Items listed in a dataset

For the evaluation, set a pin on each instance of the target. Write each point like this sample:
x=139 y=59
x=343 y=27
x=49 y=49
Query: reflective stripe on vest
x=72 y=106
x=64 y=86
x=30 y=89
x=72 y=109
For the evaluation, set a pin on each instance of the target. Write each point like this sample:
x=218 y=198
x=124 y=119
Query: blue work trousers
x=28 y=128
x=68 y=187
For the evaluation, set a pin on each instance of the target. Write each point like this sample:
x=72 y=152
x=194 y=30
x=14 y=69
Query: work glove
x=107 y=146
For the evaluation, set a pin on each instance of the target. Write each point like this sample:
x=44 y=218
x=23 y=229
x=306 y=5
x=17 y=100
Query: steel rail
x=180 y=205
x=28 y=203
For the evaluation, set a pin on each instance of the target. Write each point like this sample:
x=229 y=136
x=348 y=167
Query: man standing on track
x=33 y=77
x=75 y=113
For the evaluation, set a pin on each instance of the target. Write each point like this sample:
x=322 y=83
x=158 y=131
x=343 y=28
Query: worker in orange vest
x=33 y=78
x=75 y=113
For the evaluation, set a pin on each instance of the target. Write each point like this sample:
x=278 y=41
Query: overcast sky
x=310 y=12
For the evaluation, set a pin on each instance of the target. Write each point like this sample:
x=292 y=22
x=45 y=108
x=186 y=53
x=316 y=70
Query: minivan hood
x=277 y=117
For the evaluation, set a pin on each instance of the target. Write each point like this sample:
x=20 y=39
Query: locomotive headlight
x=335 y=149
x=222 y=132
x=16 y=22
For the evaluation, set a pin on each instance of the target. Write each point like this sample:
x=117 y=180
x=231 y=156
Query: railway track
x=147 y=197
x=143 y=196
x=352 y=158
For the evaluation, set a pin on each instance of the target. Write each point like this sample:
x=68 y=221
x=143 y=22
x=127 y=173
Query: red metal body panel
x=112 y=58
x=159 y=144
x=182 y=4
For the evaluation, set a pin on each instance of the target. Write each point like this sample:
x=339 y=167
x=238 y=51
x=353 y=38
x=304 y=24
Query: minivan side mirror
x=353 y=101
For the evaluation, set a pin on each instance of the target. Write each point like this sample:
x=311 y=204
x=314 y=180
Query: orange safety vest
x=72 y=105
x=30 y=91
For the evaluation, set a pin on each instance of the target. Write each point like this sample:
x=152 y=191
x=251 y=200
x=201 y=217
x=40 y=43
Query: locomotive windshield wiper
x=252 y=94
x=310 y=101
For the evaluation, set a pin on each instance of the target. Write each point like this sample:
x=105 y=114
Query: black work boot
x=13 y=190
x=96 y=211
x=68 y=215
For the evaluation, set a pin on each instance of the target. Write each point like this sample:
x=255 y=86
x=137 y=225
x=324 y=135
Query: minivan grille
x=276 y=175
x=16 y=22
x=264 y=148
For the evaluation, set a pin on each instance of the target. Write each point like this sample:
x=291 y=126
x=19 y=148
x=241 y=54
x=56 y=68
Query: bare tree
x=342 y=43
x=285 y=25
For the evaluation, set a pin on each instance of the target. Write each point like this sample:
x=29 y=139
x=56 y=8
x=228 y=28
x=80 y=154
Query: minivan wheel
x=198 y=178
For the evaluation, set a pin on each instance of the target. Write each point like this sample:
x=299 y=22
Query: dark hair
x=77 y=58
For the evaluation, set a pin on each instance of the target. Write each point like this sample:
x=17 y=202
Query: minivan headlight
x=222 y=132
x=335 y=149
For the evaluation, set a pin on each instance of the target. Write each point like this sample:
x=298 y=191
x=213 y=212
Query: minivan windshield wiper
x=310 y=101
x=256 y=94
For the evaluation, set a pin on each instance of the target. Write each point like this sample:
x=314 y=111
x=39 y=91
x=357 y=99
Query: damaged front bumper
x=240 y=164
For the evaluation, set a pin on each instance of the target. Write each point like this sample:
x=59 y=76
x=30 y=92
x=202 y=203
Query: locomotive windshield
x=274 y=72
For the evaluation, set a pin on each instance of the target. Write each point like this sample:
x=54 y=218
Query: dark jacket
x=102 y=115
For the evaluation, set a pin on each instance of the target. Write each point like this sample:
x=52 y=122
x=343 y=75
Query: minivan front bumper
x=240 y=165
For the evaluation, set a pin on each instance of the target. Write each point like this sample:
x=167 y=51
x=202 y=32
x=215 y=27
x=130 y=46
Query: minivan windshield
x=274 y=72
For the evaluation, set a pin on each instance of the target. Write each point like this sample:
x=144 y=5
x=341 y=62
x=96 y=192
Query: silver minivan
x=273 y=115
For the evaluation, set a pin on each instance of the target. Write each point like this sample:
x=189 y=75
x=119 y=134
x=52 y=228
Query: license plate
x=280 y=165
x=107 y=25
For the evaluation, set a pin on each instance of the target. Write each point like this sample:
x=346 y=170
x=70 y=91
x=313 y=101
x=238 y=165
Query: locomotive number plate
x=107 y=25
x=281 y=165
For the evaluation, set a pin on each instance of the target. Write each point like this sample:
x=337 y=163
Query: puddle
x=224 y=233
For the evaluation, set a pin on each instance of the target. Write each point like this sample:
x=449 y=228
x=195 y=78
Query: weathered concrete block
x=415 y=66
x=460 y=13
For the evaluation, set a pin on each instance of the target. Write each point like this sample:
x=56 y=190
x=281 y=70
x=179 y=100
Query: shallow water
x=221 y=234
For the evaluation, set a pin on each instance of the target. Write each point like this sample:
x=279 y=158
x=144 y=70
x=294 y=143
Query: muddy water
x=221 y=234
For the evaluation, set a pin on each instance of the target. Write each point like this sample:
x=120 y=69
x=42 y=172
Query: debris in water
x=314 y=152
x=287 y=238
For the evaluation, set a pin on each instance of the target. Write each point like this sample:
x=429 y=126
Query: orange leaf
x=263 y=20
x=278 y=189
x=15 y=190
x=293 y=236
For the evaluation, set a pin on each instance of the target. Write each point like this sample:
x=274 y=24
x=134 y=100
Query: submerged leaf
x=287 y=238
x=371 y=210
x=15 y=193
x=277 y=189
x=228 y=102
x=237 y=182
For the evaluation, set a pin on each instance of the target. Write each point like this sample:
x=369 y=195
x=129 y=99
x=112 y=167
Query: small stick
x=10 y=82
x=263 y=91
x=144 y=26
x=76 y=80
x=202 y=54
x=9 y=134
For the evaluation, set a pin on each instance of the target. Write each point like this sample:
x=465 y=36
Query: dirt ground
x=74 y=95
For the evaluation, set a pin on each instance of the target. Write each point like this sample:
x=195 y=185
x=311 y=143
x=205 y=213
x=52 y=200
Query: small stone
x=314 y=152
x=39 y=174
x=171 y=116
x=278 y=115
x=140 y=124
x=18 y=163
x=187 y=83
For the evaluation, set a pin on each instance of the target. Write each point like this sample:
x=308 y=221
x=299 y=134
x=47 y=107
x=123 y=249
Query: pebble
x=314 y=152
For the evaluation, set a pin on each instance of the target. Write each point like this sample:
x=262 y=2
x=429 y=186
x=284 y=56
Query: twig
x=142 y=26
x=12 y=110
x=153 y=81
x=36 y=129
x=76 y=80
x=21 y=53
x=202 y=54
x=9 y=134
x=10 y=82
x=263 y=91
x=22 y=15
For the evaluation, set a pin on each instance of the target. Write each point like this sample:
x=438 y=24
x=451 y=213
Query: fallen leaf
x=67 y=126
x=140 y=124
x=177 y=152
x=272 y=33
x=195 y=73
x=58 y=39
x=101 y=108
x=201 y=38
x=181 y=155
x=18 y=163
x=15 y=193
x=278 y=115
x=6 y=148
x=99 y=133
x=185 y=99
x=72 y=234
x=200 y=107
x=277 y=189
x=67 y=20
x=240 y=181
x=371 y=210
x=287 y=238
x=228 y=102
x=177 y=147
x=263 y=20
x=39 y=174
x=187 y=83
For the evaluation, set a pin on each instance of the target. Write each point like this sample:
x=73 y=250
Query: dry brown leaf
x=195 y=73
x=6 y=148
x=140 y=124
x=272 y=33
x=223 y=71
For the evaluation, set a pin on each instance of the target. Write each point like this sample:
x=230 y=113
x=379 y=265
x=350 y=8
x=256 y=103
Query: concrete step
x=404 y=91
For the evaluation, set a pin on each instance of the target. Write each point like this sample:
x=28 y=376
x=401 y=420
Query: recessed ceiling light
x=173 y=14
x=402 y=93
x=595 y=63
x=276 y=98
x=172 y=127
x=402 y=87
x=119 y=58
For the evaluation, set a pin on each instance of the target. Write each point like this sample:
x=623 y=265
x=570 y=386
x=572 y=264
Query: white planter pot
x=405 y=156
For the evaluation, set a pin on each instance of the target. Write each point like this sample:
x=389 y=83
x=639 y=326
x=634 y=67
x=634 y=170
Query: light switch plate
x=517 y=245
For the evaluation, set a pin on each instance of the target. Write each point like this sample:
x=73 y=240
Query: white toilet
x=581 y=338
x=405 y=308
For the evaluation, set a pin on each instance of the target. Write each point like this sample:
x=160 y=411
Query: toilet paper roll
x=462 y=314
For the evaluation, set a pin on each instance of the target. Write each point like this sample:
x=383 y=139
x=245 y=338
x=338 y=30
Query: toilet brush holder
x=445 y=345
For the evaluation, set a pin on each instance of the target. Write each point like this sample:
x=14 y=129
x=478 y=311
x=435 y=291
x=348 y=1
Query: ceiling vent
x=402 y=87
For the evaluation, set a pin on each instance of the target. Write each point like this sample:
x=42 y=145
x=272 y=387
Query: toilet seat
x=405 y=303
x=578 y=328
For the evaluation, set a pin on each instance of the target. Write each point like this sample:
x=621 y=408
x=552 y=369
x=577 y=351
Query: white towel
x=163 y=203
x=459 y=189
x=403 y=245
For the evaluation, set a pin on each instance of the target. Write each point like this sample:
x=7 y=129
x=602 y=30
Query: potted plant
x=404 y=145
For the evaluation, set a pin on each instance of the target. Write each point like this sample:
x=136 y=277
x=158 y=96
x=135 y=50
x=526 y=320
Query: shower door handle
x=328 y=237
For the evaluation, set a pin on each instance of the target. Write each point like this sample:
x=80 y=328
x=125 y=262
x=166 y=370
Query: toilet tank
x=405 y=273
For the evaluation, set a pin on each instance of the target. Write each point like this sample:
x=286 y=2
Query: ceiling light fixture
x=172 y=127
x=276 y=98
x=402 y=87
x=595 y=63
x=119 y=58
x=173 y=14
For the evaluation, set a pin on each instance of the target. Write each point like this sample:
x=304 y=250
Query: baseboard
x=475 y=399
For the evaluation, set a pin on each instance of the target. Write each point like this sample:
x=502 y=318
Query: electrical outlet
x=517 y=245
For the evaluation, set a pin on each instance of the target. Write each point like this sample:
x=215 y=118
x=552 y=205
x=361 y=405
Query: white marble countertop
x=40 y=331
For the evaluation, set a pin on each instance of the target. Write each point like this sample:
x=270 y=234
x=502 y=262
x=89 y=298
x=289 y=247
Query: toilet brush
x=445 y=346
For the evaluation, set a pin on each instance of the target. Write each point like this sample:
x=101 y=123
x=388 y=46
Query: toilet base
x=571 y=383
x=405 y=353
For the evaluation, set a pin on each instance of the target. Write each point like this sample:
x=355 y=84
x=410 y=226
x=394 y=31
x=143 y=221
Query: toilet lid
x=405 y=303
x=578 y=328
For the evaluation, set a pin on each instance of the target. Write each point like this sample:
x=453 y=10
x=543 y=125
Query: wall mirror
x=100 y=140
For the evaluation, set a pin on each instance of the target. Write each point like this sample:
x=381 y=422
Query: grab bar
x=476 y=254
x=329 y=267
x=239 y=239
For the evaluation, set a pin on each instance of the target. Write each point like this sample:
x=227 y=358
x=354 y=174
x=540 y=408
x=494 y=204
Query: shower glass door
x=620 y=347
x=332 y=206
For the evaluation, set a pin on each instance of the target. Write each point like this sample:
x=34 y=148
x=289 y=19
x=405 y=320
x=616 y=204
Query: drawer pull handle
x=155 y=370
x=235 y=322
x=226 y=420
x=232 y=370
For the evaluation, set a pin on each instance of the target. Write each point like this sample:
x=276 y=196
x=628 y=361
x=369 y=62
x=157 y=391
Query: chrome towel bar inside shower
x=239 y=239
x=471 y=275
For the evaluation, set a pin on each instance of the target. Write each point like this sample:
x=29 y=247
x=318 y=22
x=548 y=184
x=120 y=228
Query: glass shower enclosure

PROBLEM TO SOLVE
Please count the lines in the entries above that contain the word "white", treating uppercase and lowercase as different, and give only the number.

RESPONSE TO THIS EXERCISE
4